> **Supplied data**:
· · · · · · ·
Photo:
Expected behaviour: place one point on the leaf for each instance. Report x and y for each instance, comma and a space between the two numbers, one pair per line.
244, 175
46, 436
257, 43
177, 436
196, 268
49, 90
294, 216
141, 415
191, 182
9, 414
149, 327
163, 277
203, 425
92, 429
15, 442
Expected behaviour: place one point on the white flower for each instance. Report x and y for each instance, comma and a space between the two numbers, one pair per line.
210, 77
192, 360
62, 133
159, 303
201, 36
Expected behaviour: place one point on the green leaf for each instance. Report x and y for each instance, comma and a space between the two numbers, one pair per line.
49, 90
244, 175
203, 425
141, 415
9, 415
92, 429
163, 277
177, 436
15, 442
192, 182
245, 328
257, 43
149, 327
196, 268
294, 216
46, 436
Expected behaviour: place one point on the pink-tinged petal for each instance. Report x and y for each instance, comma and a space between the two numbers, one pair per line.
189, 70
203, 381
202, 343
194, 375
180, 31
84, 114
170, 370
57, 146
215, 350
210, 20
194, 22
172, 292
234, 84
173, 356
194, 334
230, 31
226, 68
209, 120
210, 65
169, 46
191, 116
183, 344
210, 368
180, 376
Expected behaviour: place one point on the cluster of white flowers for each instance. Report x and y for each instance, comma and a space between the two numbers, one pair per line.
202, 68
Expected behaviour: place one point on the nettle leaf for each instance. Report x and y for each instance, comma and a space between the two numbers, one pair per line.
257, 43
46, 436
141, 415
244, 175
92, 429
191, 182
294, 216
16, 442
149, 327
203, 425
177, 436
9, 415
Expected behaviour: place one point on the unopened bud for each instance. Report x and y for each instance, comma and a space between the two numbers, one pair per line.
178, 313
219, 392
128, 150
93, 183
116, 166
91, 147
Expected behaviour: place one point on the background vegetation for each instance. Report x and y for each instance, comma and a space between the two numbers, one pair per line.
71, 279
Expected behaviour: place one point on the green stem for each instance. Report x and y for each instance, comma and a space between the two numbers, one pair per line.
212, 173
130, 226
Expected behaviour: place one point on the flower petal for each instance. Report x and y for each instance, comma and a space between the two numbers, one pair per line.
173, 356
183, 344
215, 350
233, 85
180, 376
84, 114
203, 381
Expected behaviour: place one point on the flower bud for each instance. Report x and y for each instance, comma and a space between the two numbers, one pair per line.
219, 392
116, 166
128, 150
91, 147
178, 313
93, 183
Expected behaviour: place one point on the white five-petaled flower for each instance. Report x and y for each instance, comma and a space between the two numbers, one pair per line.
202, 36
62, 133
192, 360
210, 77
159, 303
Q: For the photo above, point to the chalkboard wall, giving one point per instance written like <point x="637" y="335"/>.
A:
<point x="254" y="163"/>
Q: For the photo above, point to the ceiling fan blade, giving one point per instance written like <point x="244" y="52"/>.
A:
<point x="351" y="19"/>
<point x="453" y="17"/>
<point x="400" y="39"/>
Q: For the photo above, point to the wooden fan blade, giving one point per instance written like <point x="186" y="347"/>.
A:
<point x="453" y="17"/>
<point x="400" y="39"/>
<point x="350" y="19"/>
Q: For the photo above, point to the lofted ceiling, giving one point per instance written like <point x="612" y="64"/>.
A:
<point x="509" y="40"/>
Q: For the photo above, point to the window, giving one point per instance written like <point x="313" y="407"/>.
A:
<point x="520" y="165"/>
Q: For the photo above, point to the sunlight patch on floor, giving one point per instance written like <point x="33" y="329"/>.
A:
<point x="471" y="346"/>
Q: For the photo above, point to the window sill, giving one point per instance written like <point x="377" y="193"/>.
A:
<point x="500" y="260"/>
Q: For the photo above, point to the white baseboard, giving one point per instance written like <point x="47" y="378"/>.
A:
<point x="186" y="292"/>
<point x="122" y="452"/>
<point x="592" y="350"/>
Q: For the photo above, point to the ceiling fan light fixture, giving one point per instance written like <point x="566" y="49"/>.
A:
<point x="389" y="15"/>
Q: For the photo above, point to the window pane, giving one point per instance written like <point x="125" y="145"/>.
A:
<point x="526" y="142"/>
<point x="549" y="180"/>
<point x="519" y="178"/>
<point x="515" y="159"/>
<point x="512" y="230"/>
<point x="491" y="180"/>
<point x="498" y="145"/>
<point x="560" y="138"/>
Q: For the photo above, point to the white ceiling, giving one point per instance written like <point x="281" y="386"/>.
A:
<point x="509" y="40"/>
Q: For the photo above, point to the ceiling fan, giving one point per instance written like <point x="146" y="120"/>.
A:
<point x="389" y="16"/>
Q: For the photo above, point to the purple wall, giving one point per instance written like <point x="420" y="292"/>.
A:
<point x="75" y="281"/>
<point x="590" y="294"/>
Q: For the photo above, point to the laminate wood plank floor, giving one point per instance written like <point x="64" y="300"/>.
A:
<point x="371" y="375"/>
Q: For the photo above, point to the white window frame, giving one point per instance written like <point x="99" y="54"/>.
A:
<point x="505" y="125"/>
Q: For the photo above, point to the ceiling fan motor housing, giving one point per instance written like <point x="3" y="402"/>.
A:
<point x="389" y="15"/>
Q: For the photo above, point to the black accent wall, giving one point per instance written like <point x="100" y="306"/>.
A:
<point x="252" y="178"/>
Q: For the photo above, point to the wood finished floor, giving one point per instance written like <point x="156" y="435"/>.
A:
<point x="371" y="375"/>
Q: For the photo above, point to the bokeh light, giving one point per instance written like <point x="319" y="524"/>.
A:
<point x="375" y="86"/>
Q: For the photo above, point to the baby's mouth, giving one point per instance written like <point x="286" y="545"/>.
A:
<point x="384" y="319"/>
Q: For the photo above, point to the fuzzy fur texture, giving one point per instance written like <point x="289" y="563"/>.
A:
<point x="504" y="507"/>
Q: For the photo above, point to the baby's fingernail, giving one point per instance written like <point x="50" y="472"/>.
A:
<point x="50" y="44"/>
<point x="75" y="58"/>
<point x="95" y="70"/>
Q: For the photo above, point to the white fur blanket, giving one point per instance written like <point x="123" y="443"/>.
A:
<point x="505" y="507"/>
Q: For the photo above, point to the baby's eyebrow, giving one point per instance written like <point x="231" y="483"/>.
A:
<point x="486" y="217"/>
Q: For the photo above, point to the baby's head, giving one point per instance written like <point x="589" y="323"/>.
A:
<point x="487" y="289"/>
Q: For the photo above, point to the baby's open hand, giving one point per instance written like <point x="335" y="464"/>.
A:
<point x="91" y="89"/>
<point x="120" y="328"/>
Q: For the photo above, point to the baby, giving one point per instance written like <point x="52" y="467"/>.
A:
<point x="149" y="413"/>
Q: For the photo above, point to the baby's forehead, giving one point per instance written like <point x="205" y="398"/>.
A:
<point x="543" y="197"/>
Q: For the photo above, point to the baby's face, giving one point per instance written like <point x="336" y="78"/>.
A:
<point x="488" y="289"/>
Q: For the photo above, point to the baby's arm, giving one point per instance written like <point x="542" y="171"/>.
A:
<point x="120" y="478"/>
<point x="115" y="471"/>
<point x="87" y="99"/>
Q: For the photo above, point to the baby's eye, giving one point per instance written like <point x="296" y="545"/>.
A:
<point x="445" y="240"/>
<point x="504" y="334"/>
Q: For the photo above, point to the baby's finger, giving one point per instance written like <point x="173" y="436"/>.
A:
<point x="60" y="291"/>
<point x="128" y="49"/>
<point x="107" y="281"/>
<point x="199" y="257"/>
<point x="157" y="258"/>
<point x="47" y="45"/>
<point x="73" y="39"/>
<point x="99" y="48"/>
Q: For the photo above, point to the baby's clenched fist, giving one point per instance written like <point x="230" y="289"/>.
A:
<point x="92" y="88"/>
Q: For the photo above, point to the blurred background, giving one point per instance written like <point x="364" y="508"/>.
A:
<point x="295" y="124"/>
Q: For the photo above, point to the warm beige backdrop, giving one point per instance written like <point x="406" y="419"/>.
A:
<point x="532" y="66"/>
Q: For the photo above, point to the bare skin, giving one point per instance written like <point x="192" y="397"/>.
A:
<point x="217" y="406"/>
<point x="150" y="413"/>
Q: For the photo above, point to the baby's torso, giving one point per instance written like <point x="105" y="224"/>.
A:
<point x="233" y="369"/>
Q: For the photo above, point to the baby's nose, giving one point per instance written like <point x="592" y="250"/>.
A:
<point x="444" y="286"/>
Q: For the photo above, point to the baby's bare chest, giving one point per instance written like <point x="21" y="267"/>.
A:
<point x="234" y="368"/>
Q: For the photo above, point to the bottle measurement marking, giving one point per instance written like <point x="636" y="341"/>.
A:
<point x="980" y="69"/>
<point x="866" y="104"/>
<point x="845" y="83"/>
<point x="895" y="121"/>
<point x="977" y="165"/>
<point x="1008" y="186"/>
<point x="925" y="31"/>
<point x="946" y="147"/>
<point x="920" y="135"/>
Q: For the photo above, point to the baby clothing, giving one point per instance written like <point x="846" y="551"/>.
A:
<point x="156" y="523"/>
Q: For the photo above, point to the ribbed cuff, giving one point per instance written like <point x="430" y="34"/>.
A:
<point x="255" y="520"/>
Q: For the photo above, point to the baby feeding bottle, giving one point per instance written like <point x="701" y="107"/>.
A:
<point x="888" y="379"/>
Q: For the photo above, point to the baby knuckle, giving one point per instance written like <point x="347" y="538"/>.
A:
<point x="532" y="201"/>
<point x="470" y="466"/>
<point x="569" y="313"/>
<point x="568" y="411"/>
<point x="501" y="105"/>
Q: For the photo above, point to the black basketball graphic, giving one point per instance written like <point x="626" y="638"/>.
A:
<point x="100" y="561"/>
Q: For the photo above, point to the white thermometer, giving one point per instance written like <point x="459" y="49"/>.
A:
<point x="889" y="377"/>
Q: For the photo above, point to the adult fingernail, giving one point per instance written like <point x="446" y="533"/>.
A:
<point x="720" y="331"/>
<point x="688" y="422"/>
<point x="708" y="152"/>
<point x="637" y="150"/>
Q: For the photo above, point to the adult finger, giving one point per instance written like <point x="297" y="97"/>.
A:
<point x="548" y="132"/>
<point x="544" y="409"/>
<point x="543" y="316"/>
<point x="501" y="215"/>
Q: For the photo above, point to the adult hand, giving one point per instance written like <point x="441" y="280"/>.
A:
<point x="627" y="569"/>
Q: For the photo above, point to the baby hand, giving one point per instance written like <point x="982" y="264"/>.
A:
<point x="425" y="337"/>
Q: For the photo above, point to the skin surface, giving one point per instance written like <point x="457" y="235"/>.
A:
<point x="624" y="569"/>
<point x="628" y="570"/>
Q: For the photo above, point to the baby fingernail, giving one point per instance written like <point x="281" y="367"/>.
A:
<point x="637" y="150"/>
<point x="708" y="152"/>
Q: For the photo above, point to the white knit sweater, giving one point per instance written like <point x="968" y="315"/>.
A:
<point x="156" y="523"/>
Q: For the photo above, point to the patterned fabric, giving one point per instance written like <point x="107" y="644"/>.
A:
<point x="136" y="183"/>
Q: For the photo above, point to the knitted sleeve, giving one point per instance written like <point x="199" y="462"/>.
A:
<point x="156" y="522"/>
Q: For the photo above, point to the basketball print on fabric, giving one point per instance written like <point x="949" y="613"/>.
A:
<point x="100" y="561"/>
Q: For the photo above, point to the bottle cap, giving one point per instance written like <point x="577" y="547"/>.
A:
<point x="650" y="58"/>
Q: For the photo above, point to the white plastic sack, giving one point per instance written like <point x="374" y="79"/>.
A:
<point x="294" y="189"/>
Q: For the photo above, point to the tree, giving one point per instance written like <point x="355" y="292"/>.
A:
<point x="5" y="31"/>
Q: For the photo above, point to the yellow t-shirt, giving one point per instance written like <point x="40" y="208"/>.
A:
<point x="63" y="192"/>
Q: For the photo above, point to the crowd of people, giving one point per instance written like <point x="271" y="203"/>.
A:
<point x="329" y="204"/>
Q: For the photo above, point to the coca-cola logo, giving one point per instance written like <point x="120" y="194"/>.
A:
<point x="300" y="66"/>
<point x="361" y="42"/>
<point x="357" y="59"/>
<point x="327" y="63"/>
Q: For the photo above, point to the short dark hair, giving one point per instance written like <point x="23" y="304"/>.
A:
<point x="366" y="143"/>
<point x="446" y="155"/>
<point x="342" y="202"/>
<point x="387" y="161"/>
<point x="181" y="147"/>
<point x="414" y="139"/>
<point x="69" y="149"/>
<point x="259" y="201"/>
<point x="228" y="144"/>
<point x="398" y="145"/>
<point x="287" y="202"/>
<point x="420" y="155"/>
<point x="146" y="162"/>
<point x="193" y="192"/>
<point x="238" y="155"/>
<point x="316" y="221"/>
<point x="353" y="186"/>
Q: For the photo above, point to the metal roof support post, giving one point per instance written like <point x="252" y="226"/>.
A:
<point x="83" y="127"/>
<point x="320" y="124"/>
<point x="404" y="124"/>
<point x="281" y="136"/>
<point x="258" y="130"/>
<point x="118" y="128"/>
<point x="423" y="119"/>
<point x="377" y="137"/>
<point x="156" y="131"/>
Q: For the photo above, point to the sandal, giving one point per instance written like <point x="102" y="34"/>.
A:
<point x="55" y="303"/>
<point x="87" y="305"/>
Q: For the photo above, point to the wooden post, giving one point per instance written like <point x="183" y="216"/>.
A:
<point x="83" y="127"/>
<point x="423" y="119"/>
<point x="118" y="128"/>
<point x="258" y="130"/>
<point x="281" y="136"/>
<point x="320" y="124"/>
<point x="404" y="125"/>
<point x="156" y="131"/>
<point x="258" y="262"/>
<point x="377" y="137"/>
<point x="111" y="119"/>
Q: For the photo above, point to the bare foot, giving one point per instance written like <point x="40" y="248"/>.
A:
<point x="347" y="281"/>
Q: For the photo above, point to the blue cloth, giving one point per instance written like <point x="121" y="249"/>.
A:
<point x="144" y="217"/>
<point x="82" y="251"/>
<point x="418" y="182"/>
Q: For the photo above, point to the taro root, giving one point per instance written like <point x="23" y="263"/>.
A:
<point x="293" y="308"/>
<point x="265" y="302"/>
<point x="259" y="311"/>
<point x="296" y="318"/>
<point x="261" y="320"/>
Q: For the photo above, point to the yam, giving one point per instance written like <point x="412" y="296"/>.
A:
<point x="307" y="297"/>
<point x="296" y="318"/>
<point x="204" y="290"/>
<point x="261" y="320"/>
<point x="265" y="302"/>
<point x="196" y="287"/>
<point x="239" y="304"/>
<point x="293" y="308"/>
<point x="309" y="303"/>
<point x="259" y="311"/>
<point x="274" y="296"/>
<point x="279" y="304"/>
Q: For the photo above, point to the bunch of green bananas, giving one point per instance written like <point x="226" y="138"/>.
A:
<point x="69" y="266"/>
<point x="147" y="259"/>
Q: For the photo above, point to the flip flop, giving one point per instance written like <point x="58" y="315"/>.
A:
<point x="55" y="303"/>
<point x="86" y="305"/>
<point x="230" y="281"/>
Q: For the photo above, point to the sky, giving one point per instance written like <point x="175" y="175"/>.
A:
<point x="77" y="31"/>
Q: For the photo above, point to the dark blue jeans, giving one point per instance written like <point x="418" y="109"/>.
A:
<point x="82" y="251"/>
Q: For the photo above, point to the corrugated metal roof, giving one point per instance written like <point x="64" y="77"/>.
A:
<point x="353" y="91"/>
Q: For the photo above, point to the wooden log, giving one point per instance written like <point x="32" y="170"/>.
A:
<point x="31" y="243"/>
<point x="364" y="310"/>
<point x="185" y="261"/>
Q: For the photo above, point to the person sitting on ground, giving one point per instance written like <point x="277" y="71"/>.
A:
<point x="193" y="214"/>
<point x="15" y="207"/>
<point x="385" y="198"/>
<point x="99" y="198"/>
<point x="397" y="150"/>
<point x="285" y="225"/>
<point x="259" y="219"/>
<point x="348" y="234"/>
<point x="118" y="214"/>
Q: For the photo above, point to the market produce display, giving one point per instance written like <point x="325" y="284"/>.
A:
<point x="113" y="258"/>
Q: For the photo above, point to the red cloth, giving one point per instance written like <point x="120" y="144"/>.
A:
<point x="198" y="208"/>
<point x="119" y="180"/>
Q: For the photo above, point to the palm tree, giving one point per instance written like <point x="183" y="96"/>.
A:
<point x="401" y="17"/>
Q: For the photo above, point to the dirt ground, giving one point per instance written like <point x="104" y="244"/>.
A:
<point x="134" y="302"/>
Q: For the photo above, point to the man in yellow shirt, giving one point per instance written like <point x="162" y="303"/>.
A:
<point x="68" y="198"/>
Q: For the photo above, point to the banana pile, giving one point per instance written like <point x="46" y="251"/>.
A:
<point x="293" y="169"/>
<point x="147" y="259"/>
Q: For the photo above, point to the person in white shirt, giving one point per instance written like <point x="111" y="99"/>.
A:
· · · · · · ·
> **Given exercise**:
Give again, word for word, every line from the one holding "Q: For the photo above, point to the person sitting" to the end of the data.

> **Worked answer**:
Q: For the photo above, point to the person sitting on ground, giving one point per instance written like <point x="277" y="71"/>.
A:
<point x="193" y="214"/>
<point x="15" y="207"/>
<point x="385" y="198"/>
<point x="99" y="198"/>
<point x="397" y="150"/>
<point x="285" y="225"/>
<point x="259" y="219"/>
<point x="348" y="234"/>
<point x="118" y="214"/>
Q: For the photo above, point to the market produce display, giving one point per instance written like <point x="325" y="284"/>.
A:
<point x="113" y="258"/>
Q: For the photo above, point to the red cloth, giving one point per instance written like <point x="120" y="144"/>.
A:
<point x="198" y="208"/>
<point x="119" y="180"/>
Q: For the photo above, point to the palm tree, giving one point per instance written like <point x="183" y="96"/>.
A:
<point x="401" y="17"/>
Q: For the photo above, point to the dirt ground, giving one point per instance written like <point x="104" y="244"/>.
A:
<point x="134" y="302"/>
Q: For the photo above, point to the man in yellow shirt, giving one point per instance written like <point x="162" y="303"/>.
A:
<point x="68" y="198"/>
Q: For the photo above, point to the banana pile, giving one point per instance written like <point x="46" y="251"/>.
A:
<point x="293" y="169"/>
<point x="147" y="259"/>
Q: For the photo above, point to the person in white shirt, giving one point per instance written like <point x="111" y="99"/>.
A:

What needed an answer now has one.